[Position annotation records]
┄┄┄┄┄┄┄┄┄┄┄┄┄┄┄┄┄┄┄┄

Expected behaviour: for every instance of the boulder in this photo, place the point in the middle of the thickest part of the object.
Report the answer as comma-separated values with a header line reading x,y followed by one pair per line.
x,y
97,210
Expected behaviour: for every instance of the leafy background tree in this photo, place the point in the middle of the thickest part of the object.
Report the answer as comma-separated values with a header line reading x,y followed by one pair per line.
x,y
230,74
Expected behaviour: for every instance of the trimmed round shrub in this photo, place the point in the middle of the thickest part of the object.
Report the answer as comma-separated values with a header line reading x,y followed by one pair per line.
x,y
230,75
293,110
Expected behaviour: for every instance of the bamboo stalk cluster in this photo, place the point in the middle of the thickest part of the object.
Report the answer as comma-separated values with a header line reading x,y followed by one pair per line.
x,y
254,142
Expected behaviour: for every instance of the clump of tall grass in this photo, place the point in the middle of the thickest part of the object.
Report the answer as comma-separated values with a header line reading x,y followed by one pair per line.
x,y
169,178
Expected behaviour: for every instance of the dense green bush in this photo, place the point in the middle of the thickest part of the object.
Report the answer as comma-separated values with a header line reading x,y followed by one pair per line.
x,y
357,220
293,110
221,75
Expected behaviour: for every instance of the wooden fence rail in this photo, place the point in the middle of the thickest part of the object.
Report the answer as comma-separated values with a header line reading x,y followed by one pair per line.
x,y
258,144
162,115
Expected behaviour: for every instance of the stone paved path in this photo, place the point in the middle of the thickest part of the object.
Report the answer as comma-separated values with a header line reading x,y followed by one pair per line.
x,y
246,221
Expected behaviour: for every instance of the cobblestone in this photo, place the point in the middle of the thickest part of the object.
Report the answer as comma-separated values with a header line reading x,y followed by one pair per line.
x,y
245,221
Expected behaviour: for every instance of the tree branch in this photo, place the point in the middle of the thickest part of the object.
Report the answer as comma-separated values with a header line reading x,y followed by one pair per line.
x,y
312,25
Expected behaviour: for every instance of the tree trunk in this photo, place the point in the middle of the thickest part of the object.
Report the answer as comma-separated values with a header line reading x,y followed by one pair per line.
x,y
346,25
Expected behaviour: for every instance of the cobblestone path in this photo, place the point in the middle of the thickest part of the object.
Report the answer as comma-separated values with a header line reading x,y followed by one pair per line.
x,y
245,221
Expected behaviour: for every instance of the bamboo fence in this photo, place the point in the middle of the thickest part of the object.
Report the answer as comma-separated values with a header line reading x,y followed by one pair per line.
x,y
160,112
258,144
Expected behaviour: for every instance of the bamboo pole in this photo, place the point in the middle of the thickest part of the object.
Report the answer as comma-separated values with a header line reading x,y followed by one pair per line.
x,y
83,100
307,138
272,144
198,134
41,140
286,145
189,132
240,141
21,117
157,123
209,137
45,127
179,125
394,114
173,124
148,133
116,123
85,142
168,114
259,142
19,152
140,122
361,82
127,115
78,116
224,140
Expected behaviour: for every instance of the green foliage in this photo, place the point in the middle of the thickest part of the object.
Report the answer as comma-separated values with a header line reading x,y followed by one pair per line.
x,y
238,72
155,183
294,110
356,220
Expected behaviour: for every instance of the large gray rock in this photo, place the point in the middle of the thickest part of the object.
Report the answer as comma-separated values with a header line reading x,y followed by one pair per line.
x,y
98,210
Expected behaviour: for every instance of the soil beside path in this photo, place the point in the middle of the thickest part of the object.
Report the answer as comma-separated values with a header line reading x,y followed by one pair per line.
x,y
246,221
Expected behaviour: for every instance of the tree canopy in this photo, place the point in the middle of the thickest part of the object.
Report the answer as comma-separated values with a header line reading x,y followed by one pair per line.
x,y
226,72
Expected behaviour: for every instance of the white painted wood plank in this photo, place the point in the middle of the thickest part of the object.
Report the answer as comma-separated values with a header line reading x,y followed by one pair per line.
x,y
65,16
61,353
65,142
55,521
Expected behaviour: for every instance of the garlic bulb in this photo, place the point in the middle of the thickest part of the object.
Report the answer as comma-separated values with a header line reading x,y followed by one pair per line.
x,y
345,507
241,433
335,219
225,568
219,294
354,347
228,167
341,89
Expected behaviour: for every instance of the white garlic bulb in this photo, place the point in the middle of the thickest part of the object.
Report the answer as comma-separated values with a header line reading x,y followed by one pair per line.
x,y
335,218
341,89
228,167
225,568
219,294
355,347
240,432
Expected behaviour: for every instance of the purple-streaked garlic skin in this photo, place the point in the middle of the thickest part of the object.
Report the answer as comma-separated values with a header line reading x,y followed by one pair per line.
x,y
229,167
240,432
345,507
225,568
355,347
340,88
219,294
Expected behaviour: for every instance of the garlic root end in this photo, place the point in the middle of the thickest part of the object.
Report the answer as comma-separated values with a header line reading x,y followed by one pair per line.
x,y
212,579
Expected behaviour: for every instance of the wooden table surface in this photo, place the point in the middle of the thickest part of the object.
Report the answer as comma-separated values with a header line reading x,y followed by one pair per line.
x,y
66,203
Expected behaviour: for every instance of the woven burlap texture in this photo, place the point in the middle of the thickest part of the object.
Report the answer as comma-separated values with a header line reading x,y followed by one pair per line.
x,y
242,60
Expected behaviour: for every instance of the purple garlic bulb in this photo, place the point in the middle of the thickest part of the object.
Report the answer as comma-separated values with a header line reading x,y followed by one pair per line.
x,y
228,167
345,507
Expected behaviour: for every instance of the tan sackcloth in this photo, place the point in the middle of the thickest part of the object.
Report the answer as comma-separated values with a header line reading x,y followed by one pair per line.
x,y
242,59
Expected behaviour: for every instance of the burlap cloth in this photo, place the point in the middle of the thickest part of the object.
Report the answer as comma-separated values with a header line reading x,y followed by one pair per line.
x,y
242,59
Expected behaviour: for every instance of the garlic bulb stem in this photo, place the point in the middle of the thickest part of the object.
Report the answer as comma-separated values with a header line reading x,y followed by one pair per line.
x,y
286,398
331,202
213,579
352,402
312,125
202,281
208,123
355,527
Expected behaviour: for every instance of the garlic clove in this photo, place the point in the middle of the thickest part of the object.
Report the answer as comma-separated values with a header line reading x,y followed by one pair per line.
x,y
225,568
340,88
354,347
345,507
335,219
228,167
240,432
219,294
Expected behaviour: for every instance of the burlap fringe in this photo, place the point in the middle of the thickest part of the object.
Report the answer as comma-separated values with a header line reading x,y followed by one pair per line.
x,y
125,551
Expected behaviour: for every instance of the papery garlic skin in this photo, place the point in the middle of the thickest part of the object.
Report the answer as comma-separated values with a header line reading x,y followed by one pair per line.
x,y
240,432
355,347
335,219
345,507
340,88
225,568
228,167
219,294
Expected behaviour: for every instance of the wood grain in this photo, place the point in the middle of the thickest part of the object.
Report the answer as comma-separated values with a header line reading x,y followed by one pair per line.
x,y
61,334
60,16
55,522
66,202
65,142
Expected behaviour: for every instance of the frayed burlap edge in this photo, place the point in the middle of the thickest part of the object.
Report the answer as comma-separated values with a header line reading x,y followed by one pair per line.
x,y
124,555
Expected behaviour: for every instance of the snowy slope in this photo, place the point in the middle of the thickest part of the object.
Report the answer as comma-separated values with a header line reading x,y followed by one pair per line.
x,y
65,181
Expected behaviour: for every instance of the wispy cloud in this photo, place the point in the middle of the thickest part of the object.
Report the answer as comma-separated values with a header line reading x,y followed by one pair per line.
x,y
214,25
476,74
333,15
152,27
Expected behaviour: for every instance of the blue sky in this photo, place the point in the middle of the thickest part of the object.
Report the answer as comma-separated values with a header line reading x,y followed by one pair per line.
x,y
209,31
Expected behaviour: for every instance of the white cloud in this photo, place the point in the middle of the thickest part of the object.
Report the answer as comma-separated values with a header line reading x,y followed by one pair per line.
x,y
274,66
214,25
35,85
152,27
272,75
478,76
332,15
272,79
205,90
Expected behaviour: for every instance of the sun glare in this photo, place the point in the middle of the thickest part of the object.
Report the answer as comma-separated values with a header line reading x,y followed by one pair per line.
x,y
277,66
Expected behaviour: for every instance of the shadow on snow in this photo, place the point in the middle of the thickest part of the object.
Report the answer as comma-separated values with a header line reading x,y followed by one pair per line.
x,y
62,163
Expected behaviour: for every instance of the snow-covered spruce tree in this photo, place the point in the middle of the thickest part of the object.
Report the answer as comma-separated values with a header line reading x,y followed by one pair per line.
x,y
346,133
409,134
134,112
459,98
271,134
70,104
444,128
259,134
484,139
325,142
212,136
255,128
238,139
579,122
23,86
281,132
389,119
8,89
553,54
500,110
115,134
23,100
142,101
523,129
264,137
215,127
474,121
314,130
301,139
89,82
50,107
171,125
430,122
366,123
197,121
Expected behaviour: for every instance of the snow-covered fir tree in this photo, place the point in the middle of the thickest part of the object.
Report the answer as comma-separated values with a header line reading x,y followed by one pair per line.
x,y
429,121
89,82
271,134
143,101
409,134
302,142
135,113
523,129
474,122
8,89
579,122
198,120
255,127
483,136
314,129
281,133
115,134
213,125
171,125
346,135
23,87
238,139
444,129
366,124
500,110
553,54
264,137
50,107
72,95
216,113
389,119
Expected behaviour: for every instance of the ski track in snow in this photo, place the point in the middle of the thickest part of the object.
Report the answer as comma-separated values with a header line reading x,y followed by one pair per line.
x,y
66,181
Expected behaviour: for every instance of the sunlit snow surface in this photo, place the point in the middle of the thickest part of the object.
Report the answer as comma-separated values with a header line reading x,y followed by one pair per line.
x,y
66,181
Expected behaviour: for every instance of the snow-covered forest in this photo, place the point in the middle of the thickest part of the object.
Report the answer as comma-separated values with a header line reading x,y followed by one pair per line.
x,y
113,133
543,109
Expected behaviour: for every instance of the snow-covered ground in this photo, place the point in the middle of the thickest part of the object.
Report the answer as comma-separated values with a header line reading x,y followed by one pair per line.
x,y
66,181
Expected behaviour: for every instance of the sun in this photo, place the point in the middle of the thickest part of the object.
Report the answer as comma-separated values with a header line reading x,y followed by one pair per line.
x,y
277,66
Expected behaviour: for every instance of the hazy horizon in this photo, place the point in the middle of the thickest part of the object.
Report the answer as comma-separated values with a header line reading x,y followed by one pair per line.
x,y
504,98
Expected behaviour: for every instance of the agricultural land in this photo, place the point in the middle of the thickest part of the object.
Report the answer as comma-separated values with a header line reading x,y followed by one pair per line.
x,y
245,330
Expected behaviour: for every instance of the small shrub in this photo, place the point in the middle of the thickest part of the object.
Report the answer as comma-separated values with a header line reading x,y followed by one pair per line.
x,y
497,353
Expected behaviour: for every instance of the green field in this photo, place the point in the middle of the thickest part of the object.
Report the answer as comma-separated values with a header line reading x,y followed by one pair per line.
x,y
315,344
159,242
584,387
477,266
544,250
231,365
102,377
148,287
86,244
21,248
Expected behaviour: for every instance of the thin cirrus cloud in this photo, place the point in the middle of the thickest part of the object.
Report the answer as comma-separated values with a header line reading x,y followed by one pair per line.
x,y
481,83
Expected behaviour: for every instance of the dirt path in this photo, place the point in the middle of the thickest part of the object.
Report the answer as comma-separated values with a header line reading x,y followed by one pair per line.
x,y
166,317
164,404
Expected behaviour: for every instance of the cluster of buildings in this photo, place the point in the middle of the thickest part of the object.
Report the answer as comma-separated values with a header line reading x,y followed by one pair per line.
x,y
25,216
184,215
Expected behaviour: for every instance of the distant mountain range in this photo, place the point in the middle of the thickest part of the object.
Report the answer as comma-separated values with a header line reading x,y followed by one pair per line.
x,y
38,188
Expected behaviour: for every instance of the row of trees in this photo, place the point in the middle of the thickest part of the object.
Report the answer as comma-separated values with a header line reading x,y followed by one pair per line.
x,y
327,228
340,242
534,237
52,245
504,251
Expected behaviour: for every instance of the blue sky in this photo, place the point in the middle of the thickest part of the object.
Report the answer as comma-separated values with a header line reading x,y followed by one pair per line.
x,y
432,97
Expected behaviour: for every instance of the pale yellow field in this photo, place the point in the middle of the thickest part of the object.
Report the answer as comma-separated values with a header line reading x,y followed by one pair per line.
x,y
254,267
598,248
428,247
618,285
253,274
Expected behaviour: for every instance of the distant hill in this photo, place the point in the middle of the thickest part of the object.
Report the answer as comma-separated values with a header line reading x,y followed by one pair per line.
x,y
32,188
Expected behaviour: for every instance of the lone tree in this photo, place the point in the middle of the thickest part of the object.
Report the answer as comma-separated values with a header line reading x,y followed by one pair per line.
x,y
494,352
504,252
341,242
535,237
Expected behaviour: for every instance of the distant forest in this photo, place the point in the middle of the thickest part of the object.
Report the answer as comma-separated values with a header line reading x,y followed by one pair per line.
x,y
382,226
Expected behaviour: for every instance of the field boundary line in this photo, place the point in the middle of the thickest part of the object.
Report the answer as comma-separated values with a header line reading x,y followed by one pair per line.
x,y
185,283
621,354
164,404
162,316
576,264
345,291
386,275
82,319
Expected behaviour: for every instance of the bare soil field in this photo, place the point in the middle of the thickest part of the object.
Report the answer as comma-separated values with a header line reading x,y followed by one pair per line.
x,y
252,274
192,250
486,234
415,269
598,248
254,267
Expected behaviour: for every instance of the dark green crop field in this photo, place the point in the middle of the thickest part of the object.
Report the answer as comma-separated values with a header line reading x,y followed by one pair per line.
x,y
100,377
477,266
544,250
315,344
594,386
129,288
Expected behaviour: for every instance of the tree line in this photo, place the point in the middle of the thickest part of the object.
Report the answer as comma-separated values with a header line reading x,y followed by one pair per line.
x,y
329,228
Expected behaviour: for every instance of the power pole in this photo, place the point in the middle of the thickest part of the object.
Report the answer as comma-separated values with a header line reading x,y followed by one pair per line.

┄┄┄┄┄┄┄┄┄┄┄┄┄┄┄┄┄┄┄┄

• [EXERCISE DESCRIPTION]: Starting at the line that contains "Expected behaviour: for every instance of the lone", output each remaining line of the listing, the last line included, exactly as it appears.

• [ANSWER TO THIS EXERCISE]:
Expected behaviour: for every instance of the lone tree in this photo, place the point in the middle of the thickest part of the object.
Report the answer as comma-separated values with a header line reading x,y followed by one pair per line.
x,y
494,352
504,252
341,242
535,237
Expected behaviour: for every instance of the distant forest in this photo, place the point in the middle of the thickest part of the object.
Report the answer as comma-separated values with a header line reading x,y followed by one pair per line.
x,y
382,226
Expected behaviour: for every instance of the field boundary line in this photo, place the point in the middle of the thickest part of the object.
Report the answer as comma-separated values with a header line reading x,y followed by one pair per line.
x,y
185,283
621,354
164,404
162,316
576,264
345,291
386,275
82,319
Expected behaviour: for every instance of the bare soil field in this photo, place the point in the middle of the thickest part of the object.
Report the answer as comma-separated values with a header line reading x,y followed by one pair per line.
x,y
252,274
192,250
486,234
415,269
598,248
254,267
Expected behaviour: for every instance of the dark green crop field in this photo, place the point in the middle of the thickest part of the object.
Report the answer as comma-separated values with a header line reading x,y followed by one pair per line.
x,y
100,377
477,266
544,250
315,344
594,386
129,288
Expected behaviour: for every instance of the tree line in this photo, place the point in the middle of the thickest part of the object.
Report the answer as comma-separated values with a header line reading x,y followed by one pair per line.
x,y
329,228
Expected behaviour: for every instance of the power pole in this photo, place the point in the middle of the thickest part of the object.
Report the answer as comma-separated values with a header line reading x,y followed by one pair per line.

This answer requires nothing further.